Contesta según el texto dado:
(a) ¿De qué eran las pruebas cuyos papeles había que arreglar esa semana?
(b) ¿Qué día se decidió a moverse sin usar el transporte público?
(c) ¿Desde qué calle y hasta dónde fue caminando?
+++ Texto dado
Esta semana
he tenido que arreglar los últimos papeles de mis pruebas de idiomas. Comprar
libros, abonar tasas y asumir esas pequeñas cargas que el estado nos impone
para acceder a la cultura y el regocijo del alma. El viernes decidí iniciar mi
ya rutinario peregrinaje al margen del transporte público. Una tiene sus
límites, y lo del urbano de Santander me supera. Pero esa es leña para otro
artículo.
Decidí
caminar desde la calle Castilla, hasta Valdecilla, un paseito vamos. Un
deambular por esta encantadora urbe que te hace entrecruzarte con un variado
paisaje humano. Gentes diversas, entregadas a sus afanes y preocupaciones.
Niños, mujeres, ancianos, trabajadores, estudiantes, deambulantes … y cerdos.
De los de dos piernas, pero al fin cerdos.
++++++
+++ Filas de datos
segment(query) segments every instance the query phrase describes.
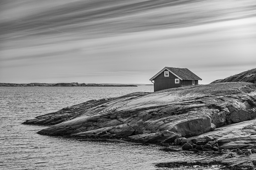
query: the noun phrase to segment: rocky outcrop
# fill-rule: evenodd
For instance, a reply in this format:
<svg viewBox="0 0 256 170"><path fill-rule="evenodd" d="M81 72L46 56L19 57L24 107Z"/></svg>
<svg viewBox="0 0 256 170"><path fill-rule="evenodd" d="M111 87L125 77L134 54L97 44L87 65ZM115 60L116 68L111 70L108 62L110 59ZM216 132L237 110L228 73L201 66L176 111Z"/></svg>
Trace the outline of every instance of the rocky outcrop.
<svg viewBox="0 0 256 170"><path fill-rule="evenodd" d="M256 84L256 68L244 71L224 79L217 80L211 83L231 82L244 82Z"/></svg>
<svg viewBox="0 0 256 170"><path fill-rule="evenodd" d="M38 132L49 135L188 143L216 150L250 147L255 145L255 84L231 82L135 93L88 101L24 123L52 125Z"/></svg>

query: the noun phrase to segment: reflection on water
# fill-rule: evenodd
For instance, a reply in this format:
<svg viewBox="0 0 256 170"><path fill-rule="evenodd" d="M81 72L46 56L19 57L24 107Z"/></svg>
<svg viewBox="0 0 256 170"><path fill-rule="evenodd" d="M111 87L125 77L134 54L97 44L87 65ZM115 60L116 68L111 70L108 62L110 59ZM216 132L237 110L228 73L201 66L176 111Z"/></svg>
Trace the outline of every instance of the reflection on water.
<svg viewBox="0 0 256 170"><path fill-rule="evenodd" d="M0 87L1 168L155 169L158 162L212 157L165 152L154 145L40 135L36 132L45 127L21 124L26 119L92 98L149 92L152 88Z"/></svg>

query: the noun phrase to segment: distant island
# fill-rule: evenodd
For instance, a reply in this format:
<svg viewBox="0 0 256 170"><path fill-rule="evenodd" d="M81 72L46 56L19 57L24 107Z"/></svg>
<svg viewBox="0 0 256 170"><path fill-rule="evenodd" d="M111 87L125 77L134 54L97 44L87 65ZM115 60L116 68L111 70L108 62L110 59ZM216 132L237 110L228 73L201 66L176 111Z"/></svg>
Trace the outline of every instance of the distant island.
<svg viewBox="0 0 256 170"><path fill-rule="evenodd" d="M30 83L28 84L16 84L0 83L0 86L6 87L32 87L32 86L51 86L51 87L72 87L72 86L94 86L94 87L138 87L133 84L96 84L96 83Z"/></svg>

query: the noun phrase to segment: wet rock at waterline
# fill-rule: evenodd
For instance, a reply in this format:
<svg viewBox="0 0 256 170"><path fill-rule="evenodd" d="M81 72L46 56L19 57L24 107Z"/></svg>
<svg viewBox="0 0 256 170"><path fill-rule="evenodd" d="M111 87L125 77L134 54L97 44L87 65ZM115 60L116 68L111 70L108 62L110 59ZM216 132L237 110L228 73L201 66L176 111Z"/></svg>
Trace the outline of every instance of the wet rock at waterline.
++++++
» **Solución desarrollada**
(a) Eran pruebas de idiomas.
(b) El viernes.
(c) Desde la calle Castilla hasta Valdecilla.